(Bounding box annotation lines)
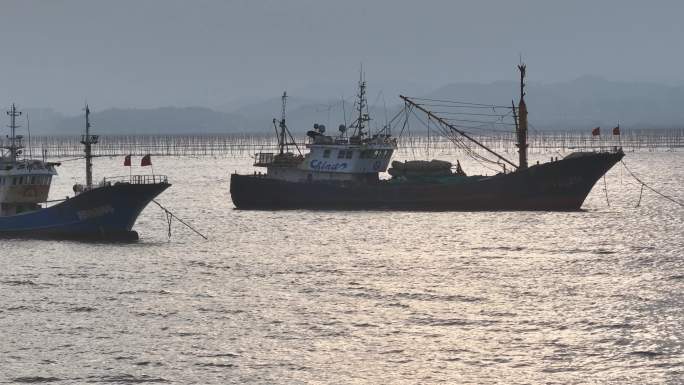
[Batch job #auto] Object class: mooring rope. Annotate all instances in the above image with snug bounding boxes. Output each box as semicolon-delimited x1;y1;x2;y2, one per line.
152;199;209;239
620;160;684;207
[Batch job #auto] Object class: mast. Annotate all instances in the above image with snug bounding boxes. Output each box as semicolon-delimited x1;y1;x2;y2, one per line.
515;63;528;170
81;104;98;188
5;103;22;162
279;91;287;155
399;95;518;168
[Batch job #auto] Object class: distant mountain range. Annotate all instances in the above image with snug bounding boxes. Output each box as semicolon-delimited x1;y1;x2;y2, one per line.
13;76;684;135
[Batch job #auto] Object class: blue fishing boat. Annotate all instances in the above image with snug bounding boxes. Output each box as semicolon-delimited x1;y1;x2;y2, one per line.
0;105;171;241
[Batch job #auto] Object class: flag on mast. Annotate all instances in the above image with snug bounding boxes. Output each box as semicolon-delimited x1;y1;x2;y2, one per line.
613;124;620;135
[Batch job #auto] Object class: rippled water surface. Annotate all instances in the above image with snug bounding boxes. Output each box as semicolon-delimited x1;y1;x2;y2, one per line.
0;152;684;384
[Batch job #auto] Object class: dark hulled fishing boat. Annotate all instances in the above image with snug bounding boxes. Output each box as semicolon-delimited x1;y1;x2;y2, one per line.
230;65;624;211
0;105;170;240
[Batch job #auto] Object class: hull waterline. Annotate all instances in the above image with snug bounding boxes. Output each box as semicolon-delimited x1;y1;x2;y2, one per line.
0;183;170;241
231;151;624;211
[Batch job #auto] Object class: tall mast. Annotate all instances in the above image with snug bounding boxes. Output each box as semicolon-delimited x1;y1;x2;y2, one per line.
516;63;528;170
279;91;287;155
81;104;98;188
356;67;370;137
399;95;518;168
5;103;22;162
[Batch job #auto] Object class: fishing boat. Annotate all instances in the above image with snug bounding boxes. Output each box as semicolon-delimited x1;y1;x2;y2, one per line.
0;104;170;241
230;64;624;211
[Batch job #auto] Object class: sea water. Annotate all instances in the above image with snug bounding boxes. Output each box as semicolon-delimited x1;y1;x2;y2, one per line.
0;152;684;384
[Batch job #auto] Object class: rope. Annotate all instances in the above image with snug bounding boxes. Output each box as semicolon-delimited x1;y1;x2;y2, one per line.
152;199;209;239
620;160;684;207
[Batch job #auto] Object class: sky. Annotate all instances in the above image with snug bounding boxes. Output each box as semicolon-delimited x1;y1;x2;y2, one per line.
0;0;684;114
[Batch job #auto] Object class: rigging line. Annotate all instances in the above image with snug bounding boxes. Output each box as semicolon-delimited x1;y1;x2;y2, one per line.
408;102;512;111
620;160;684;207
428;114;508;165
444;118;515;126
444;119;515;130
434;111;510;118
152;199;209;239
397;103;411;139
404;97;511;108
411;110;500;166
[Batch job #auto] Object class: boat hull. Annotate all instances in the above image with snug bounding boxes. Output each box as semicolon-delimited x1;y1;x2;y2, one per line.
0;183;170;241
230;151;624;211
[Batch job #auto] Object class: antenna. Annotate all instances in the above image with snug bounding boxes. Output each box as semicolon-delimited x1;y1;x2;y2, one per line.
26;112;33;158
356;63;370;137
4;103;23;162
81;103;98;189
515;62;528;169
280;91;287;155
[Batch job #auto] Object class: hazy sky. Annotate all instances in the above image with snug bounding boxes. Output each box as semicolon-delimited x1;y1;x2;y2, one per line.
0;0;684;114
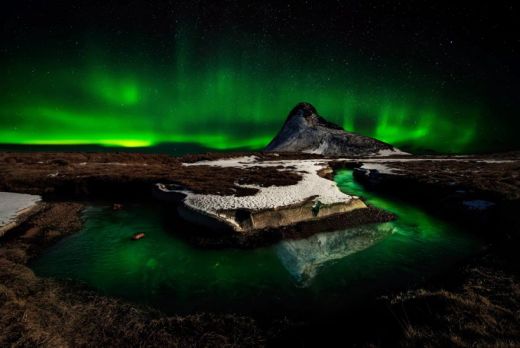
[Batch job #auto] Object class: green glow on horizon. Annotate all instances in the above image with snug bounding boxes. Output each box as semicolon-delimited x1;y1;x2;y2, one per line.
0;40;481;152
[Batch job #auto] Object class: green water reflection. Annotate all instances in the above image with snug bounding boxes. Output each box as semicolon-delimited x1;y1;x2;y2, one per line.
32;170;478;312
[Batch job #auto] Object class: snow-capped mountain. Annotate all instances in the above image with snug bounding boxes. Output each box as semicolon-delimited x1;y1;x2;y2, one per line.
265;103;407;156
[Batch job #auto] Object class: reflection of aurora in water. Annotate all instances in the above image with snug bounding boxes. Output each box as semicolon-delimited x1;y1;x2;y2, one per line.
31;171;479;312
0;40;482;152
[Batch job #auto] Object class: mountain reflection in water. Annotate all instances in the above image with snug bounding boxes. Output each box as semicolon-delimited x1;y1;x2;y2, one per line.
276;223;395;287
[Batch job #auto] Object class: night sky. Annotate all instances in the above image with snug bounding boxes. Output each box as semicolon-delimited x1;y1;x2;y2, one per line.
0;0;520;153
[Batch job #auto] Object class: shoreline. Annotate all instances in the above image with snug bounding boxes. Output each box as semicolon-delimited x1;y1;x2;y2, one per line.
0;154;520;346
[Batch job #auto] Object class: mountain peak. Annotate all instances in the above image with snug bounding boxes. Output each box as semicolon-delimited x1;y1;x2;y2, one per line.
265;102;405;156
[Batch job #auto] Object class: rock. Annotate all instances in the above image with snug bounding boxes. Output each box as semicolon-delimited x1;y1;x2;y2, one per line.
265;103;407;156
132;233;144;240
112;203;123;210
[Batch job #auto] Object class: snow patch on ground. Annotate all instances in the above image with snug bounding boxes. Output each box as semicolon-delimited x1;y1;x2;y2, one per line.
0;192;41;228
302;141;329;155
182;156;262;168
361;163;399;175
374;148;410;157
168;156;357;220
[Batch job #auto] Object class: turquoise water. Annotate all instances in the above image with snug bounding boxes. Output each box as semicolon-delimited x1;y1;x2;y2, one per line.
32;170;479;313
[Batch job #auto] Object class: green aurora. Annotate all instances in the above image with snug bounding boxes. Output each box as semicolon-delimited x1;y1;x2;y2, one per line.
0;37;483;153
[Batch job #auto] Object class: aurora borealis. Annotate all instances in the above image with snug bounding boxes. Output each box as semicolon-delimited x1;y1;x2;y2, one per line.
0;2;517;153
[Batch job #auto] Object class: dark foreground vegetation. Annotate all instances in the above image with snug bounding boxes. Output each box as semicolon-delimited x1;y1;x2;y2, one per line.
0;154;520;347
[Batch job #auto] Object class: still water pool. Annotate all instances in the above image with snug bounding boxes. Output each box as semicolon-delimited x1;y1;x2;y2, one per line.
32;170;480;314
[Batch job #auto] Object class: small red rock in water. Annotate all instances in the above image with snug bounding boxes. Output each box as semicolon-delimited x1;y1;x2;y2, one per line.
112;203;123;210
132;233;144;240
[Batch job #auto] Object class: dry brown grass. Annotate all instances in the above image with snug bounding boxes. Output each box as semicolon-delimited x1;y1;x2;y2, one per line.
0;203;265;347
389;256;520;347
0;153;301;198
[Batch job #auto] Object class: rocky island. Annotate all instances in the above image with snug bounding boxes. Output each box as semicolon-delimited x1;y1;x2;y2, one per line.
0;103;520;345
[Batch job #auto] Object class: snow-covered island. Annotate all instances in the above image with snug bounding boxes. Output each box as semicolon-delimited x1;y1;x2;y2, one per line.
0;192;41;237
157;156;374;232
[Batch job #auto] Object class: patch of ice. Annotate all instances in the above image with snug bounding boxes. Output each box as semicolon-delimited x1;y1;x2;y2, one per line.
361;162;399;174
182;155;258;168
374;148;410;157
0;192;41;228
302;141;329;155
167;156;357;227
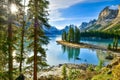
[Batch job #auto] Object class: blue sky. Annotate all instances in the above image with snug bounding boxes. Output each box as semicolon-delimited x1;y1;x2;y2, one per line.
49;0;120;29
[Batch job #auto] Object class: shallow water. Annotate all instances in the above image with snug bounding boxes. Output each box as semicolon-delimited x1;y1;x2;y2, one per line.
46;36;113;66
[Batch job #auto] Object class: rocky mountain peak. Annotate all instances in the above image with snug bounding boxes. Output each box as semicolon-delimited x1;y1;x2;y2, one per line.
97;6;119;25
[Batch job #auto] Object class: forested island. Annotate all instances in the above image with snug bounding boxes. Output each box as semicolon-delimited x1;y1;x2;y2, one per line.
0;0;120;80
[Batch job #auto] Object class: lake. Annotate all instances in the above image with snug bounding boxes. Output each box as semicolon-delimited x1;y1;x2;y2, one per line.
46;36;114;66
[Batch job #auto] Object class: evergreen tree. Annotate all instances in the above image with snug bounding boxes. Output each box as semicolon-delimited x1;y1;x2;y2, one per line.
74;27;81;43
62;31;67;41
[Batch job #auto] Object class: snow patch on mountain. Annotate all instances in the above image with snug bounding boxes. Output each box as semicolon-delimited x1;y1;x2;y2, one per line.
109;5;118;10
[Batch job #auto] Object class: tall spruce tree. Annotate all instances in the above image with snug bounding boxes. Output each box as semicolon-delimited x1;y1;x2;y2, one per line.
28;0;49;80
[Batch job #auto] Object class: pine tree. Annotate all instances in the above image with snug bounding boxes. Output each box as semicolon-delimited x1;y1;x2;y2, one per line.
29;0;49;80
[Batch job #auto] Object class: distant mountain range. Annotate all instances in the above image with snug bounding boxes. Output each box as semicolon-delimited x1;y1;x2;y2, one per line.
43;5;120;35
85;5;120;31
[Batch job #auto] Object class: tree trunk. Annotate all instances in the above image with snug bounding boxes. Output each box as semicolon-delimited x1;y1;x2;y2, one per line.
19;18;25;74
33;18;38;80
8;0;13;80
8;12;13;80
19;0;25;74
33;0;38;80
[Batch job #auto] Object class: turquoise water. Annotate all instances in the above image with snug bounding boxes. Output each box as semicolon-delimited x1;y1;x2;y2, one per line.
46;36;113;66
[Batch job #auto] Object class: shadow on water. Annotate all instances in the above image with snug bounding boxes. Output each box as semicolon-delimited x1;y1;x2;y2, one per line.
61;45;81;61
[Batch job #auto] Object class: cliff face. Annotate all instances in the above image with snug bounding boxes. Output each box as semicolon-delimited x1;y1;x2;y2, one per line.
97;7;118;26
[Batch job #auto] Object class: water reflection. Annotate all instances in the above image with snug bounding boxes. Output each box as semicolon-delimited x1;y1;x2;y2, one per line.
46;37;109;65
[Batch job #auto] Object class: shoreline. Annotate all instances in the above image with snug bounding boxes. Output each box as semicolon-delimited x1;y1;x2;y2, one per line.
56;40;108;50
56;40;120;57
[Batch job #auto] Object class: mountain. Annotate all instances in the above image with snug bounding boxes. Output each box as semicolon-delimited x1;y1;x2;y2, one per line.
79;19;96;31
86;5;120;31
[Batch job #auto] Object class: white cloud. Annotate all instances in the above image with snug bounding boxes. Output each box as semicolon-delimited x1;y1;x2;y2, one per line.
49;0;84;23
48;0;111;23
109;5;118;10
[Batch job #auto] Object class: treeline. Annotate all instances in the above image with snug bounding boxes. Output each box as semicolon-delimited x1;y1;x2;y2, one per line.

= WORK TO COMPLETE =
Express the lines from the one containing "[Batch job #auto] Object class: green aurora." through the one containing "0;154;520;347" as a JSON list of strings, one string per line, leaving out any blank lines.

= EXERCISE RESULT =
[
  "[Batch job #auto] Object class: green aurora. Annotate all instances in the above image with snug bounding boxes. Output each box as semicolon-delimited x1;y1;x2;y2, one per line.",
  "0;37;483;153",
  "[Batch job #auto] Object class: aurora borealis. Annotate all instances in the above image with snug bounding boxes. Output each box as semicolon-delimited x1;y1;x2;y2, one per line.",
  "0;2;517;153",
  "[Batch job #auto] Object class: dark foreground vegetation. Annotate all instances in the above image with snug bounding boxes. Output each box as semicolon-delimited x1;y1;x2;y2, one per line.",
  "0;154;520;347"
]